#### [TASKS AND EXERCISES]
(1) From the passage on the managerial society, return the words starting at "These dynamics are" and ending at "and one's identity.", copied exactly.
(2) Continue the passage about the managerial society from its last sentence.

#### [PAGE EXTRACT]
These dynamics are not really new or unique phenomena; they rather attest to the possiblity that the progressive, modern society is not a clear improvement for humanity. Rather, this inattention to the empathy and compassion may be regarded as simply one more side-effect of a century-old project: viewing the population as a massive psychological entity to be tuned and managed. Individuals no longer matter - they are simply deviations on the bell curve distribution of behaviors, personalities, and interests. The managerial society positions itself as the mediator between the individual and the environment (social and natural) and gives people a way to farm out basic parts of being human to an authority. Indeed, it does this on an intrapersonal level as well, giving the individual myriad distractions and crutches for maintaining a shallow sense of self and one's identity.

#### [DATASET EXTRACT]

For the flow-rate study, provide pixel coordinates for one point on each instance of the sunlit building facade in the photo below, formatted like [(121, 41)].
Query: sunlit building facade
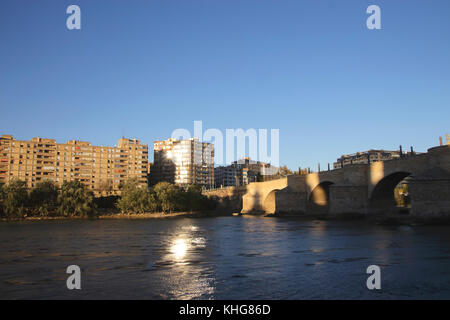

#### [RESULTS BY TASK]
(1)
These dynamics are not really new or unique phenomena; they rather attest to the possiblity that the progressive, modern society is not a clear improvement for humanity. Rather, this inattention to the empathy and compassion may be regarded as simply one more side-effect of a century-old project: viewing the population as a massive psychological entity to be tuned and managed. Individuals no longer matter - they are simply deviations on the bell curve distribution of behaviors, personalities, and interests. The managerial society positions itself as the mediator between the individual and the environment (social and natural) and gives people a way to farm out basic parts of being human to an authority. Indeed, it does this on an intrapersonal level as well, giving the individual myriad distractions and crutches for maintaining a shallow sense of self and one's identity.

(2)
So when I talk about the "subsidization" of inattention to one's self and environment, I'm trying to use the same language that economists use to describe the way the State intervenes to distort feedback mechanisms in the allocation of resources. Similarly, the corporate society is a large scale, expensive system that intrudes into the individual to offer an artifically cheap and easy way to live in terms of psychological and emotional effort. That's not to say people are oblivious; many aren't, but they have to coordinate the personal and interpersonal resources to address these issues on their own, whereas people who go along to get along with the system have an easier time. Tuning out from the real world becomes a defense against an increasingly incomprehensible, complex world that the system never stops working towards addressing but never seems to quite figure out.
So how does society change its course? One person at a time. Indeed, the act of one individual investing in himself or herself to start addressing these problems peronsally is painfully dissonant to the average tuned-out person. What we need to understand is that nobody really has a right to tune out, to live in the artificially isolated matrix we see around us. The act of living and being members of human communities will necessarily impact others, just as their choices aggregate into effects that impact us.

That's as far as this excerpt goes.